Entries from an annotation dataset:
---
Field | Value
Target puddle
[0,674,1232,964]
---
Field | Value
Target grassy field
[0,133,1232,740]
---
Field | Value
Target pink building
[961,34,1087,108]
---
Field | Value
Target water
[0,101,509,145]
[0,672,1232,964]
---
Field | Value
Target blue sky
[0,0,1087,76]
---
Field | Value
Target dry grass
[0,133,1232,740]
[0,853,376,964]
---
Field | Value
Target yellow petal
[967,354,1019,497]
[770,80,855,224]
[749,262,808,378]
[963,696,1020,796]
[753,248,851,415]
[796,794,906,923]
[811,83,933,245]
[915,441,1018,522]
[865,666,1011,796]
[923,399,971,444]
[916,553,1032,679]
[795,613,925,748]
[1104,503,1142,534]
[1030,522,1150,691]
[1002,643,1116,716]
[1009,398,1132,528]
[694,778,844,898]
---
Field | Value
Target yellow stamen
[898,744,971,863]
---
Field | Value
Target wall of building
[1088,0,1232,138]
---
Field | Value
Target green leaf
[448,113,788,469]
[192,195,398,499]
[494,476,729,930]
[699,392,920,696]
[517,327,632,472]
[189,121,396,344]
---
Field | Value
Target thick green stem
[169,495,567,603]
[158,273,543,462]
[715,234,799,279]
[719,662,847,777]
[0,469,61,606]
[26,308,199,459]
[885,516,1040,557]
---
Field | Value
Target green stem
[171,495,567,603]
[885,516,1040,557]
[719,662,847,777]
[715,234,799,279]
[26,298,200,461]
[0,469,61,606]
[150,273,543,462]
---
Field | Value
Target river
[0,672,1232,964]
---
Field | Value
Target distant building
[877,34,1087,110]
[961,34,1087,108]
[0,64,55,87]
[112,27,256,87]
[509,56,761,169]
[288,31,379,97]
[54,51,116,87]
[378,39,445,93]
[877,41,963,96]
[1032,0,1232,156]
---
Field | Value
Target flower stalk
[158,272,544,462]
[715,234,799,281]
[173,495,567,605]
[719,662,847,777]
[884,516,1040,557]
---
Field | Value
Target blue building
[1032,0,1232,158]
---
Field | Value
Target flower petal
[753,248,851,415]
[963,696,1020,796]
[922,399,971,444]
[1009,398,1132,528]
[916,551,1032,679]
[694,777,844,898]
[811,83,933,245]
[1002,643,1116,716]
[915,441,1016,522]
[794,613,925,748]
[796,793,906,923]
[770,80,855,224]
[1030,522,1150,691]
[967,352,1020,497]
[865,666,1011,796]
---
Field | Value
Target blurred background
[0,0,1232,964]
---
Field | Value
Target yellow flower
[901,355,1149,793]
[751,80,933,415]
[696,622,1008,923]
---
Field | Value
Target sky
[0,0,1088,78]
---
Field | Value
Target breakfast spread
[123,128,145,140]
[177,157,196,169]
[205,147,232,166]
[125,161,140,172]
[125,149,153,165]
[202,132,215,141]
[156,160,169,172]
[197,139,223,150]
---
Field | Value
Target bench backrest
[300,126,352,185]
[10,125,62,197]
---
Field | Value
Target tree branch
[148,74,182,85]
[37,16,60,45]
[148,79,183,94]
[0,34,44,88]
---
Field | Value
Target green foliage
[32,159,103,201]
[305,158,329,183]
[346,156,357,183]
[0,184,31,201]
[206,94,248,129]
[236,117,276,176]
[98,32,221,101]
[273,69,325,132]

To do: Copy out every one of the items above, line for line, without any alteration.

Exercise response:
---
Field | Value
Target puddle
[0,674,1232,964]
---
Field | Value
Target grassy field
[0,133,1232,740]
---
Field | Value
Target pink building
[961,34,1087,108]
---
Field | Value
Target water
[0,101,509,145]
[0,672,1232,964]
---
Field | Value
Target blue sky
[0,0,1087,76]
---
Field | Value
Target dry grass
[0,133,1232,740]
[0,853,376,964]
---
Field | Value
Target yellow petal
[967,354,1019,497]
[770,80,855,224]
[749,262,808,378]
[963,696,1020,796]
[753,248,851,415]
[796,794,906,923]
[811,83,933,245]
[915,441,1018,522]
[865,666,1011,796]
[923,399,971,444]
[916,553,1032,679]
[795,613,925,748]
[1104,503,1142,534]
[1030,522,1150,691]
[1002,643,1116,716]
[1009,398,1132,528]
[694,778,844,898]
---
Field | Value
Target yellow stamen
[898,744,971,863]
---
Field | Value
Target wall of building
[1088,0,1232,138]
---
Field | Value
Target green leaf
[448,113,788,469]
[192,195,398,499]
[494,476,729,930]
[699,392,920,696]
[517,327,632,472]
[189,121,396,344]
---
Field | Value
Target thick green stem
[169,495,567,603]
[158,273,543,462]
[715,234,799,279]
[719,662,847,777]
[0,469,61,606]
[26,308,199,459]
[885,516,1040,557]
---
Field | Value
Target green stem
[171,495,567,603]
[885,516,1040,557]
[719,662,847,777]
[715,234,799,279]
[26,298,200,461]
[0,469,61,606]
[150,273,543,462]
---
Field | Value
Target river
[0,672,1232,964]
---
Field | Value
Target distant building
[877,34,1087,110]
[961,34,1087,108]
[0,64,55,87]
[112,27,256,87]
[509,56,761,169]
[288,31,379,97]
[54,51,116,87]
[378,39,445,93]
[877,41,963,96]
[1032,0,1232,156]
---
Field | Value
Target flower stalk
[158,272,544,462]
[715,234,799,281]
[173,495,567,605]
[719,662,847,777]
[884,516,1040,557]
---
Field | Value
Target blue building
[1032,0,1232,158]
---
Field | Value
Target flower petal
[753,248,851,415]
[963,696,1020,796]
[922,399,971,444]
[1009,398,1132,528]
[916,551,1032,679]
[694,777,844,898]
[811,83,933,245]
[1002,643,1116,716]
[915,441,1016,522]
[794,613,925,748]
[796,793,906,923]
[770,80,855,224]
[1030,522,1150,691]
[967,352,1020,497]
[865,666,1011,796]
---
Field | Value
Target blurred background
[0,0,1232,964]
---
Field | Value
Target yellow flower
[901,355,1149,793]
[751,80,933,415]
[696,622,1008,923]
---
Field | Value
Target sky
[0,0,1088,78]
---
Field | Value
Target breakfast spread
[123,128,145,140]
[177,157,196,169]
[205,147,232,166]
[125,161,140,172]
[125,149,153,165]
[202,132,215,141]
[156,160,169,172]
[197,139,223,150]
---
Field | Value
Target bench backrest
[300,126,352,185]
[10,125,62,197]
---
Field | Value
Target tree branch
[148,74,182,85]
[37,16,60,45]
[148,79,183,94]
[0,34,44,88]
---
Field | Value
Target green foliage
[32,159,103,201]
[305,158,329,183]
[346,156,357,183]
[0,184,31,201]
[206,94,248,129]
[236,117,276,176]
[98,32,221,101]
[273,69,325,132]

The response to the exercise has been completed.